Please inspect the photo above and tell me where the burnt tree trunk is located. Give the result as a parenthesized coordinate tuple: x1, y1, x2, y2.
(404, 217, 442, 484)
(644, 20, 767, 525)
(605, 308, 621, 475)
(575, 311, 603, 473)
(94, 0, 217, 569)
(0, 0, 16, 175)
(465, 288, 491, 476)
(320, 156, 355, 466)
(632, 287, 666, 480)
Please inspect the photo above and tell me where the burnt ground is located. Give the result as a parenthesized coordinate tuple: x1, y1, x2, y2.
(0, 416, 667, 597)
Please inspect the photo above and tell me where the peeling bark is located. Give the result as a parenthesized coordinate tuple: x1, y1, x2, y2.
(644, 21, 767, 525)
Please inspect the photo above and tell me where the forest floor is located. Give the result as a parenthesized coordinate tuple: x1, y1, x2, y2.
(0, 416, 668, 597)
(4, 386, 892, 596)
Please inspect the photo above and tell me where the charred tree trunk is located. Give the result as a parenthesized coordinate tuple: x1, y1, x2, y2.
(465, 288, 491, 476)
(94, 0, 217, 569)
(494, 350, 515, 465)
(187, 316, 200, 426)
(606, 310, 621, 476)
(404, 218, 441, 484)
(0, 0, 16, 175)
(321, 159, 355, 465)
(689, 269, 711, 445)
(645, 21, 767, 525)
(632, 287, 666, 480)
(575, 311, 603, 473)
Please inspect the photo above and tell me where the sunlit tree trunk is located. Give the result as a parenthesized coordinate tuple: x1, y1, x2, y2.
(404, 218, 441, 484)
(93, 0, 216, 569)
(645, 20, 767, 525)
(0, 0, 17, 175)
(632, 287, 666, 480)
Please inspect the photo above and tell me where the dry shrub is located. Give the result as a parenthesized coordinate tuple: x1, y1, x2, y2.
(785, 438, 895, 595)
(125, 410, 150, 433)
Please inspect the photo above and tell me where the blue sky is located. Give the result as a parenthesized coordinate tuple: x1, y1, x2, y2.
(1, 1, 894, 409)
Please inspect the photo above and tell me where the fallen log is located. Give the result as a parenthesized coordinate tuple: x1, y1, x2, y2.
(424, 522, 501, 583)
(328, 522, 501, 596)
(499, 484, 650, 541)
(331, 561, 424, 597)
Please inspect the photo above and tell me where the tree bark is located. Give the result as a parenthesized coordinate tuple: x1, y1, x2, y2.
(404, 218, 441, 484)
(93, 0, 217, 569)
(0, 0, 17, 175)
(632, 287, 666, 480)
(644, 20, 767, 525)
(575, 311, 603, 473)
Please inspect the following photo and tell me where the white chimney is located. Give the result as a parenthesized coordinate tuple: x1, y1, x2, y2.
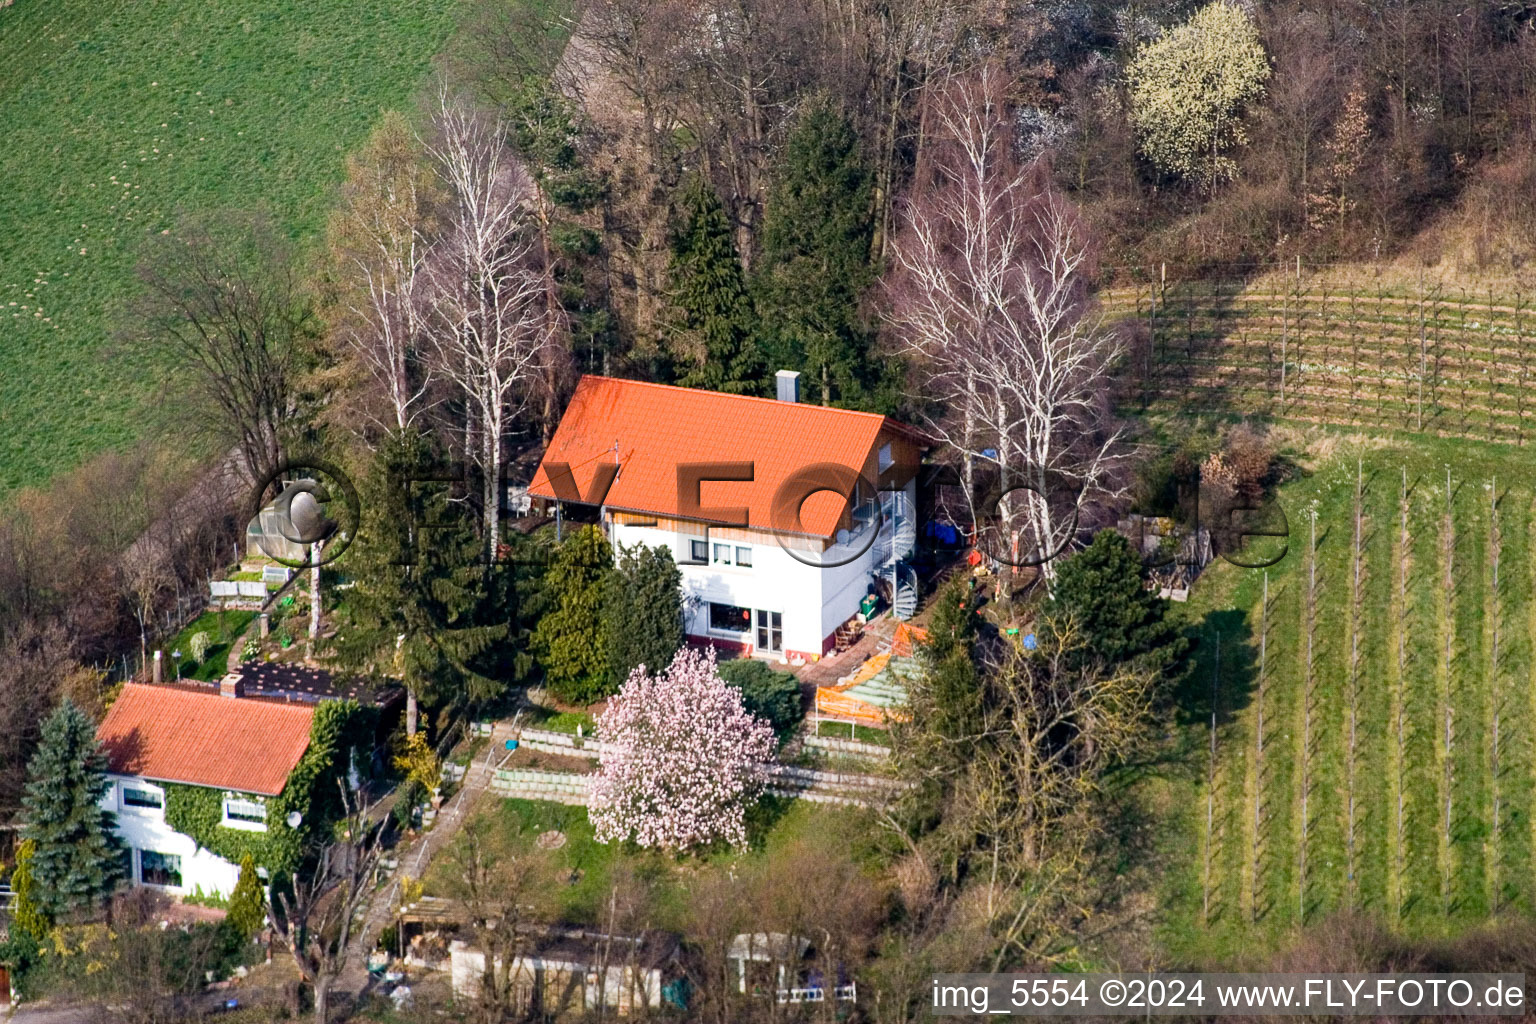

TASK ITEM: Set down the data above exactly as written. Omit the pictures.

ANSWER TO THIS TASK:
Please inspect the photo above and tell me where the burnt tree trunk is located. Give the result as a parenthesized coordinate tuple: x1, y1, x2, y2.
(404, 217, 442, 484)
(644, 20, 767, 525)
(605, 308, 621, 475)
(575, 311, 603, 473)
(94, 0, 217, 569)
(0, 0, 16, 175)
(465, 288, 491, 476)
(320, 156, 355, 466)
(632, 287, 666, 480)
Please inspect the photo above and tell me where the burnt ground is located. Give the result as a parenthesized coordinate tuple: x1, y1, x2, y2.
(0, 416, 667, 597)
Please inspect the photo above and tell me where the peeling bark is located. Give the result as a parenthesized coordinate tuple: x1, y1, x2, y2.
(644, 21, 767, 525)
Please inspect the photo above and tell me where the forest floor is located. Give the result as a parenthesized coordinate tuple: x1, y1, x2, y2.
(0, 416, 668, 597)
(4, 386, 892, 596)
Please inspect the photo above and tell me where the charred tree trunk is located. Give the result as a parenthesized coordinate tuple: x1, y1, x2, y2.
(465, 288, 491, 476)
(94, 0, 217, 569)
(494, 350, 515, 465)
(187, 316, 200, 426)
(606, 310, 621, 476)
(404, 218, 441, 484)
(0, 0, 16, 175)
(321, 159, 355, 465)
(689, 269, 711, 445)
(645, 21, 767, 525)
(632, 287, 666, 480)
(575, 311, 603, 473)
Please inspect the photo above and tell me where the sunlit tree trunk is located. Give the result as a parenthesized coordinate tuple: x1, y1, x2, y2.
(404, 218, 441, 484)
(93, 0, 216, 569)
(645, 20, 767, 525)
(0, 0, 17, 175)
(632, 287, 666, 480)
Please inspect the photo above and tell me where the dry shrub is located. Give the result as a parenthesized coordinate tuple: x1, y1, x2, y2.
(785, 438, 895, 595)
(125, 410, 150, 433)
Please inspect the photo above and tell me where the blue sky is located. Give the result as a parenthesized coordinate tuple: x1, y1, x2, y2.
(1, 1, 894, 409)
Please inspect the photo above and tell me where the fallen log is located. Give the result as a parenthesized coordinate tuple: x1, y1, x2, y2.
(424, 522, 501, 583)
(328, 522, 501, 596)
(499, 484, 650, 541)
(331, 561, 424, 597)
Please inspect the photo above and tell me where the tree bark is located. Give the result as a parenthesized coordinate tuple: x1, y1, x2, y2.
(404, 218, 441, 484)
(93, 0, 217, 569)
(0, 0, 17, 175)
(632, 287, 666, 480)
(644, 20, 767, 525)
(575, 311, 603, 473)
Please inspect the following photo and tell me where the white chimney is located. Give the result as a parenthesized coordinate tuple: x1, y1, x2, y2.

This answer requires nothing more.